((

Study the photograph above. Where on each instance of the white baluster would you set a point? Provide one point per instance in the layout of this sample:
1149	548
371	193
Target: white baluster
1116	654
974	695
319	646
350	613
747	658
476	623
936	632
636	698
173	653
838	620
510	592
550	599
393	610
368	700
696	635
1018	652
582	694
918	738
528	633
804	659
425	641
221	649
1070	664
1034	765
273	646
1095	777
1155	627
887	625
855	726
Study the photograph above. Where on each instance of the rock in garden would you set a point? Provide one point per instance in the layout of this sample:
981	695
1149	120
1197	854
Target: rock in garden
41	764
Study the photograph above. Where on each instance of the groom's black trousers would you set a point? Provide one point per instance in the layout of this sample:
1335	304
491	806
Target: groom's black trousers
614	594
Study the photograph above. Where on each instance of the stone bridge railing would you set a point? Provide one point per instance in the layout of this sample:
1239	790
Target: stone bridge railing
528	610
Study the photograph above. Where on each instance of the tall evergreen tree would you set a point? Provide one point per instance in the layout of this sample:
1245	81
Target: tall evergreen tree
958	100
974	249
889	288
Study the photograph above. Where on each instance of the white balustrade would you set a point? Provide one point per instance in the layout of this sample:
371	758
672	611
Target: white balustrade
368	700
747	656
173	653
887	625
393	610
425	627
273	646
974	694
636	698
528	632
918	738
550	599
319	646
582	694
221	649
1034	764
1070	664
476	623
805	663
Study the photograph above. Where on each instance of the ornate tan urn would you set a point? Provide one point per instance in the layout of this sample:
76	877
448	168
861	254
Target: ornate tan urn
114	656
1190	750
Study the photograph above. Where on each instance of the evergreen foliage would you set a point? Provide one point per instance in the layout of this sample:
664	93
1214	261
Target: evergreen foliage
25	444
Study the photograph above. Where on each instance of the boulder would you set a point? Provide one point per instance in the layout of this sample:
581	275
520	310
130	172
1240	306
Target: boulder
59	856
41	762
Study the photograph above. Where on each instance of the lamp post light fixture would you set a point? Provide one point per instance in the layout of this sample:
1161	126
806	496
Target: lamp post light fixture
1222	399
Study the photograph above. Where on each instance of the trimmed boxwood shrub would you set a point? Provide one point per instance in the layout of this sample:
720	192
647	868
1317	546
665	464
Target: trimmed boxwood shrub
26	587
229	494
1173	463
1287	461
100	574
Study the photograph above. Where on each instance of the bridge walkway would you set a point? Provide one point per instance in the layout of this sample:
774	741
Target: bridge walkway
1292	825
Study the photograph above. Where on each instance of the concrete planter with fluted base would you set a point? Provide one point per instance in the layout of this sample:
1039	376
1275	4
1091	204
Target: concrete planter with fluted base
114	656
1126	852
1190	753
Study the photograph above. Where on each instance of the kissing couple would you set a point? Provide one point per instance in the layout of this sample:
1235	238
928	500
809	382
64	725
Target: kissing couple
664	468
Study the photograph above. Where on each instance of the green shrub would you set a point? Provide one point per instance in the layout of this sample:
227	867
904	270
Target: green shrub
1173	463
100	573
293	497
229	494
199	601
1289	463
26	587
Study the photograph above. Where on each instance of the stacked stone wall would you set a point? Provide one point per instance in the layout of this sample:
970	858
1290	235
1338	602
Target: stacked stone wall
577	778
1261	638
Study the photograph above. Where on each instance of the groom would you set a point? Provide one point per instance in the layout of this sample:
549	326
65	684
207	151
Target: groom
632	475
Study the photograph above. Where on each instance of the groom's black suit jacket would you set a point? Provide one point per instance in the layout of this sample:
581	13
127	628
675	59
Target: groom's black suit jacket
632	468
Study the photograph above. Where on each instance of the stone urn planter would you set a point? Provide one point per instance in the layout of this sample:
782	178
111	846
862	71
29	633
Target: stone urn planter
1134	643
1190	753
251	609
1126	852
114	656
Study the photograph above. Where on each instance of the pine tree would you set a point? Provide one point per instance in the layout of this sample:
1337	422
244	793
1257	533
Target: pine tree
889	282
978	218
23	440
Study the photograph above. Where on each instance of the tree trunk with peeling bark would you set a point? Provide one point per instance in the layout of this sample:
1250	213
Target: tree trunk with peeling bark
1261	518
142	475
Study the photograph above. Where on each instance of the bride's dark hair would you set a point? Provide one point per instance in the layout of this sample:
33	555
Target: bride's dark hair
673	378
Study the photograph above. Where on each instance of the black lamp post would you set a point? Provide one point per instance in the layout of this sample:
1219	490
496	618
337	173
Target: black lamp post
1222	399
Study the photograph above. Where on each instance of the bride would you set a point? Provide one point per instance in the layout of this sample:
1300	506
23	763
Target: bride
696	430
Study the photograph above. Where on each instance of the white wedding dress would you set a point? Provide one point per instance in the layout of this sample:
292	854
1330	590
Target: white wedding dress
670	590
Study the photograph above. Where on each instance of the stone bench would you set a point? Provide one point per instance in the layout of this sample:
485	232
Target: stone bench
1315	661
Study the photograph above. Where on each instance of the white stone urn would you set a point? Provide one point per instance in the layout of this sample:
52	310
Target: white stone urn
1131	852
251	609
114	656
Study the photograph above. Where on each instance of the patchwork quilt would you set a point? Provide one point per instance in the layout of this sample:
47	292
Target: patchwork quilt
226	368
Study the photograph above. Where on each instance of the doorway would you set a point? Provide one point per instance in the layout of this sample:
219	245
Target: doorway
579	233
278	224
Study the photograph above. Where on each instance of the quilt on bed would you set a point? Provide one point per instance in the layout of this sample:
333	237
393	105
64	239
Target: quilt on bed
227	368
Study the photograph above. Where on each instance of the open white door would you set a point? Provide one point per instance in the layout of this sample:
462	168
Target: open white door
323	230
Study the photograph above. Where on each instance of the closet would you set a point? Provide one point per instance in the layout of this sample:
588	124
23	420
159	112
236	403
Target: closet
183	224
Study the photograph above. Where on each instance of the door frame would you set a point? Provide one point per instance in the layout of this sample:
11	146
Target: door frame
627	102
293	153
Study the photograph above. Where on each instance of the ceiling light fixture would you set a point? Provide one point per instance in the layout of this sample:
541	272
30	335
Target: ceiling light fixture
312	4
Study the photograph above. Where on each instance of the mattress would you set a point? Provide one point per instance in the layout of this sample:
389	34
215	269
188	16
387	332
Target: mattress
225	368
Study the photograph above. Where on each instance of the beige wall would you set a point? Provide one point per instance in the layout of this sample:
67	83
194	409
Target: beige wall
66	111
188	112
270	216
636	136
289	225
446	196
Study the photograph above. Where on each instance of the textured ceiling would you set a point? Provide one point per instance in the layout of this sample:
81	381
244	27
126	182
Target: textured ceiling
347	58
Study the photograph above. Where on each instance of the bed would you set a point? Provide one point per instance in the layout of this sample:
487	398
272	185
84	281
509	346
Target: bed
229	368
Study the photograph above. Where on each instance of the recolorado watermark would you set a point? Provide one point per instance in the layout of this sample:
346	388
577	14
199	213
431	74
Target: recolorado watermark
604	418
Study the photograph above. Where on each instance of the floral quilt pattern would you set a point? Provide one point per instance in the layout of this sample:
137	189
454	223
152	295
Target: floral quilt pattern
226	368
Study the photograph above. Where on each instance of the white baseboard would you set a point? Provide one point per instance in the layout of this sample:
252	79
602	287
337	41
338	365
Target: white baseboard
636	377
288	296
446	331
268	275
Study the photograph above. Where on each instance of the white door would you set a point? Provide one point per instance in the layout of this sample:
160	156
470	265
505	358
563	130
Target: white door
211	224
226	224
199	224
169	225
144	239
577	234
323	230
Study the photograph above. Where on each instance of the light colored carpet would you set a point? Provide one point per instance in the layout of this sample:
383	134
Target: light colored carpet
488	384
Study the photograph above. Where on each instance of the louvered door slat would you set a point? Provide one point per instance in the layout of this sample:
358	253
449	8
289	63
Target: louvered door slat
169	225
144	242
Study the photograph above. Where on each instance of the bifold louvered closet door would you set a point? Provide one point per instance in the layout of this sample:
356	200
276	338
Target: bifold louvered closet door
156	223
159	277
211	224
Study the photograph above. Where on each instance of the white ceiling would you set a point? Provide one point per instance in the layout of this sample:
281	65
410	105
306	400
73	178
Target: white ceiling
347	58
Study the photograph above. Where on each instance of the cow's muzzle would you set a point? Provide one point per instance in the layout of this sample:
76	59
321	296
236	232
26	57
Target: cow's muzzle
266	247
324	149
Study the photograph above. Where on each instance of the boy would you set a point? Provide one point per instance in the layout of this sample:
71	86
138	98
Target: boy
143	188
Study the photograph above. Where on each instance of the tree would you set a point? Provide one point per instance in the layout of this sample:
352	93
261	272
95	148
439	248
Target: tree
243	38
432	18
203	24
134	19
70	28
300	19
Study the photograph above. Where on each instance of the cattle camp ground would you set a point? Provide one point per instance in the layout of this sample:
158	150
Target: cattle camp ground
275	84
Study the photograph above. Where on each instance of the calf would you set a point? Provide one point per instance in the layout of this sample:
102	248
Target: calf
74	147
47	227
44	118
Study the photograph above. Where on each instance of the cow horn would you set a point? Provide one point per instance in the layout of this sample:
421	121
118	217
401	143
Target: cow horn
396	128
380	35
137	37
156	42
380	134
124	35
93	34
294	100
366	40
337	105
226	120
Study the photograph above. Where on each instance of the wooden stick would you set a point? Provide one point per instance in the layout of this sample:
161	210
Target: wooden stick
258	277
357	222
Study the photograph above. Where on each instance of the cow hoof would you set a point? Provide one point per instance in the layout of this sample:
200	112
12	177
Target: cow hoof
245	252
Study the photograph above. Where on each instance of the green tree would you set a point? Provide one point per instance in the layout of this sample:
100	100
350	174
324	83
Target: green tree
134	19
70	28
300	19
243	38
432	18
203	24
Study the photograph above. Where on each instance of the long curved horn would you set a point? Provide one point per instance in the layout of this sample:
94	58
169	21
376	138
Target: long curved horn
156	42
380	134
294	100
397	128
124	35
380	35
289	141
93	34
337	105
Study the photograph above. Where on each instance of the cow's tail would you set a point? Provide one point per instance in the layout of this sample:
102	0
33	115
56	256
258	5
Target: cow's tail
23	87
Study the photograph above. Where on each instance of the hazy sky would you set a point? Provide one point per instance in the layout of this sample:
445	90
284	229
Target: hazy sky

))

Rewrite the records from the line with "the green tree" through the end of the records, putting "overcast sky" in place of "hazy sky" and leaving everything else the same.

Study the photograph above. Where on each instance of the green tree would you set a point? Provide one point per instance in the layout of this sample:
100	100
350	174
324	83
Target: green tree
134	19
70	28
300	19
243	38
432	18
203	24
Study the photograph above. Where on each instance of the long curved horn would you set a point? Provide one point per instance in the layout of this sample:
94	58
169	21
376	138
Target: long curved horn
156	42
380	134
294	100
397	128
124	35
380	35
289	141
93	34
337	105
Study the photograph above. Where on each instance of the cow's tail would you set a point? Provide one point per instance in the layout of this sample:
102	0
33	115
56	256
258	5
Target: cow's tail
23	87
Study the photograph above. Where on each instance of the overcast sky would you set a point? Provide one point per instance in the layout of this sample:
445	90
284	229
Target: overcast sky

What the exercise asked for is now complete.